Records to process section start

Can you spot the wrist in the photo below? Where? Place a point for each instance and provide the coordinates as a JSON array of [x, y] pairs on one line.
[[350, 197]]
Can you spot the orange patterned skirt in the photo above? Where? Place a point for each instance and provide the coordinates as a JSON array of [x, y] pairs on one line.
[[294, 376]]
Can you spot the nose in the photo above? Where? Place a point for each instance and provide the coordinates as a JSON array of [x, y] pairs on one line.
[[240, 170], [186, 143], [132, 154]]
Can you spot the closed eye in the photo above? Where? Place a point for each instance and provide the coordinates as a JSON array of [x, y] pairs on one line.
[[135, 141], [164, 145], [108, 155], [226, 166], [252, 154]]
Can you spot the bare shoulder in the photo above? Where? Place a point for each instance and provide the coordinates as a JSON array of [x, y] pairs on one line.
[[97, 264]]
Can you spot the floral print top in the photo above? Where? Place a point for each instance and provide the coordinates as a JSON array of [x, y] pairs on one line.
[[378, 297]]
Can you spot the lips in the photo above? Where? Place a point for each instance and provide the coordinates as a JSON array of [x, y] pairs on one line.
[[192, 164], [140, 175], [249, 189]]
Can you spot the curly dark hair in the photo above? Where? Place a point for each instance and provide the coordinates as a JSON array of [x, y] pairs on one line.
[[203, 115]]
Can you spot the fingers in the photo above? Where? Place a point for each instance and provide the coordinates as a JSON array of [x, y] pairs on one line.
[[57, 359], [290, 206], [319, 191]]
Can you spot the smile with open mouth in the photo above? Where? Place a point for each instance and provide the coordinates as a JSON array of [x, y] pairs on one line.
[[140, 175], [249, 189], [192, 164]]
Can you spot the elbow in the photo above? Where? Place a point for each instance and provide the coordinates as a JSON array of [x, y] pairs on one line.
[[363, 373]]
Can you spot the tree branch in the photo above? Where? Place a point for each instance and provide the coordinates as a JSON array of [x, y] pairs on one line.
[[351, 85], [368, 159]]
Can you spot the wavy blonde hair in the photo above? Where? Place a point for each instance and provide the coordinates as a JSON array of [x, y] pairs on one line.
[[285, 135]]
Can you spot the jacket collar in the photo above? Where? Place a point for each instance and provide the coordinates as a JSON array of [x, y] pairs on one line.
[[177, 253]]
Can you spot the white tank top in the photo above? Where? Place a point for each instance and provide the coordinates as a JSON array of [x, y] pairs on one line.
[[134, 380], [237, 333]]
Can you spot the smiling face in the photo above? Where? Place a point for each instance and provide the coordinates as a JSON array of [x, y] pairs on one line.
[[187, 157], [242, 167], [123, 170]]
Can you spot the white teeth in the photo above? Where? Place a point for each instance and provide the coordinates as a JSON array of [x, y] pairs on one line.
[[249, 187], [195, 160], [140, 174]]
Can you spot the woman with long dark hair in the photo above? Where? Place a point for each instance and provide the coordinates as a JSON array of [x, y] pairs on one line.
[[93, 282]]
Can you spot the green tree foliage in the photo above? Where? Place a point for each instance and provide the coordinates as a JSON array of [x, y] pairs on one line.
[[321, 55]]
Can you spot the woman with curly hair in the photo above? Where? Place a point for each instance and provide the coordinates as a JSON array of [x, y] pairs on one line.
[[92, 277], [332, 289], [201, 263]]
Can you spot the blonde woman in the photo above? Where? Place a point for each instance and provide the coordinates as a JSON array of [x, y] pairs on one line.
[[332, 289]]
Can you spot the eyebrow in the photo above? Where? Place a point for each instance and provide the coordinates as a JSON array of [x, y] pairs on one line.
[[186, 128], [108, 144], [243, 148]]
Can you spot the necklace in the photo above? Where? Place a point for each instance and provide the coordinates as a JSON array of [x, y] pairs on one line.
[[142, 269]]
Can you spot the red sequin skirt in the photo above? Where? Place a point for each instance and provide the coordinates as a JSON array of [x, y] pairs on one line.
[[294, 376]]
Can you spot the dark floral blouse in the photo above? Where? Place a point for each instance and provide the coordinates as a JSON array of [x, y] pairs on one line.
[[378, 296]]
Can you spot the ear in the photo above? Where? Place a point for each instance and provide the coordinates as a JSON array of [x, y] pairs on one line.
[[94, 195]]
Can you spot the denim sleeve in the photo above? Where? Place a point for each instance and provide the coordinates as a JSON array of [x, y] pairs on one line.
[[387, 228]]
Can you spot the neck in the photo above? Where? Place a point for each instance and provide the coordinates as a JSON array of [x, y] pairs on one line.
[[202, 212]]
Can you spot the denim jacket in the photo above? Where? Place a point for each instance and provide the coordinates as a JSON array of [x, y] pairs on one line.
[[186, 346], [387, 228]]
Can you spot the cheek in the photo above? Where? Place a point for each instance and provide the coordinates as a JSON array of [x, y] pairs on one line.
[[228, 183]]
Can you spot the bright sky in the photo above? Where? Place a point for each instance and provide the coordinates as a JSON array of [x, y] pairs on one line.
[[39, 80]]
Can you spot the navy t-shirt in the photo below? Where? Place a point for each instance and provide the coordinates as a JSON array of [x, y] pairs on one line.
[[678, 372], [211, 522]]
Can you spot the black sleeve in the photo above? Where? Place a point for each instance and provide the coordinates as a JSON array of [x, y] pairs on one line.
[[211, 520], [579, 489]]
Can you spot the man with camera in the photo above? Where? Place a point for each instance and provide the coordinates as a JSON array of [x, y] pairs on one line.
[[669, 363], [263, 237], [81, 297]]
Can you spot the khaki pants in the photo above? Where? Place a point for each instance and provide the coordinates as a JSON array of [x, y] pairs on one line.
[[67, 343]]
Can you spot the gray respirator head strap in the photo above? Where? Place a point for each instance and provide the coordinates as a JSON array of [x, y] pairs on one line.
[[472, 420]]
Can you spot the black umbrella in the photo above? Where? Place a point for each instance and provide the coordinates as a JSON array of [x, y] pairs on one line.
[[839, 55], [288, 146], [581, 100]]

Records to process section end

### Directions for this task
Every record must appear in the answer exactly as it does above.

### Answer below
Can you spot the wrist in the photo below? Where? Place a point for each instance and provide the coordinates as a JSON array of [x, y] pairs on one line.
[[350, 197]]
Can you spot the orange patterned skirt in the photo above? Where? Place a point for each instance and provide the coordinates as a JSON array of [x, y] pairs on one line.
[[294, 376]]
Can you spot the nose in the photo above? Where? Place a point for each instance and provide the coordinates as a JSON array of [x, y] pairs on one line.
[[240, 170], [186, 143], [132, 154]]
Can you spot the closed eye in the photo above? Where? Place a point for each instance and provide the coordinates as a JSON array of [x, y] pairs on one line.
[[135, 141], [164, 145], [108, 155], [226, 166], [252, 154]]
Can you spot the bare shoulder in the photo above? Where? Place a point for each instance and provide the coordinates as a JSON array of [x, y] pairs on one line.
[[97, 264]]
Can you spot the floral print top in the photo above? Where? Place a point for each instance and provide the coordinates as a JSON array of [x, y] pairs on one line.
[[378, 297]]
Can you spot the lips in the photo above? Where? Place a point for each instance and provide the coordinates as a JSON array of [x, y] pairs on one line.
[[192, 164], [140, 175], [249, 189]]
Can you spot the curly dark hair in the photo above? Where? Place a point for each instance and provide the coordinates as a JSON array of [x, y] pairs on one line.
[[203, 115]]
Can you spot the fingers in the photo above? Where? Place a point for each instance and provide the coordinates as a JSON array of [x, y] pairs on one line.
[[57, 359], [290, 206], [319, 191]]
Can you spot the smile with open mouth in the photo above? Where? Place a point for each instance and provide the coordinates as a JSON array of [x, y] pairs on one line.
[[140, 175], [249, 189], [192, 164]]
Can you spot the elbow in the photo above? Where? Place a point for each instance and provide the coordinates as a JSON array of [x, y] pairs on one line.
[[363, 373]]
Can you spot the tree branch in the photo above? Where? Place a point for each instance and provide the coordinates as a JSON array of [x, y] pairs on one line.
[[351, 85], [368, 159]]
Can you spot the wavy blonde hair in the photo above? Where? Place a point for each instance and provide the coordinates as a JSON array of [x, y] pairs on one line.
[[285, 135]]
Can you spot the jacket collar in the photo above? Where? Place a point for each instance and provide the coordinates as a JSON array of [x, y] pairs on one line.
[[177, 253]]
Can you spot the white tank top in the photo above? Where? Place a point for each instance and provide the coordinates as a JSON array of [x, y] pairs on one line.
[[134, 380], [237, 333]]
Can you spot the smiling face in the photo above? Where? Place a point for each instance and provide the coordinates as a JSON array of [x, y] pairs on one line.
[[187, 157], [242, 167], [123, 170]]
Can you spot the white teeth in the photo above? Where? Place a point for each instance and provide the coordinates as a JSON array of [x, y] pairs on one line.
[[249, 187], [195, 160], [140, 174]]
Can you spot the woman with long dark hair in the photo above? Where? Place a point for each instance and provide the coordinates as a JSON array of [x, y] pairs on one line.
[[93, 282]]
Can you spot the green tree foliage in the photo above? Where? Place a point for each instance and provide the coordinates as a JSON array of [x, y] pairs on one line.
[[321, 55]]
Can you spot the woman with curly hair in the photo above? Where? Place a point for each instance and provide the coordinates as a JSON array of [x, y] pairs on one line.
[[92, 277], [332, 289], [201, 263]]
Can you spot the blonde woman in the photo above? Where? Place a point for each instance and provide the coordinates as a JSON array of [x, y] pairs on one line.
[[332, 289]]
Can you spot the eyebrow in the photo above? Where? Place a point for each instance and provide the coordinates as a JSON array of [x, y] pairs on one line.
[[186, 128], [108, 144], [243, 148]]
Can you spot the necklace in the photo above? Where? Place a point for each instance and provide the coordinates as a JSON array of [x, y] pairs on one line.
[[142, 269]]
Can you spot the red sequin skirt in the photo above? Where? Place a point for each instance and provide the coordinates as a JSON array of [x, y] pairs on one line.
[[294, 376]]
Can you spot the dark floral blouse in the photo above? Where? Place a point for each instance and provide the coordinates as a JSON array of [x, y] pairs on one line.
[[378, 296]]
Can you spot the ear in the photo above? Where? Place a point for each instance and provide the coordinates as a JSON array of [x, y] pairs on one line.
[[94, 195]]
Can you spot the denim sleeve in the photo above? Where? Place a point for each instance and provide the coordinates as a JSON array of [x, y] pairs on one line.
[[387, 228]]
Can you spot the neck in the photo above? Where? Place a point for each instance and provide the coordinates as a JSON array of [x, y] pairs on one line.
[[202, 212]]
Can you spot the denim jacket in the photo above? Where? Place a point for each instance and provide the coordinates as a JSON array of [x, y] pairs on one line.
[[186, 346], [387, 228]]
Can you spot the cheek in the photo above? Where? Place a point for each instance and provide the coordinates as a JSON array of [x, y] pairs on one line.
[[228, 183]]
Can you spot the bright sky in the photo above? Where? Place a point for each instance and provide the coordinates as a JSON array of [x, y] pairs on one line.
[[39, 80]]
Can you spot the navy t-shirt in the photo below? Where? Place a point for each instance and provide the coordinates as a JSON array of [x, y] pairs on one line.
[[678, 372], [211, 522]]
Can you spot the black sleeve in the photo above? Where? Place a point for each instance and provide the coordinates as a JSON array of [x, y] pairs on one line.
[[211, 520], [579, 489]]
Can you spot the man with camera in the photo above? Where? Place a point for each instance and provide the coordinates as a JSON array of [x, y] pairs on one line.
[[669, 363], [263, 237], [81, 297]]
Can you spot the khaki pants in the photo above? Where? Place a point for each instance and provide the coordinates as a JSON array of [x, y] pairs on one line.
[[67, 343]]
Can you spot the gray respirator head strap in the photo above? Where? Place a point for each instance and provide the coordinates as a JSON array of [x, y] pairs on one line.
[[472, 420]]
Can you spot the black umbrella in the photo above? Where? Place a point for each instance and provide the coordinates as a JSON array of [x, y] pairs on one line.
[[839, 55], [288, 146], [581, 100]]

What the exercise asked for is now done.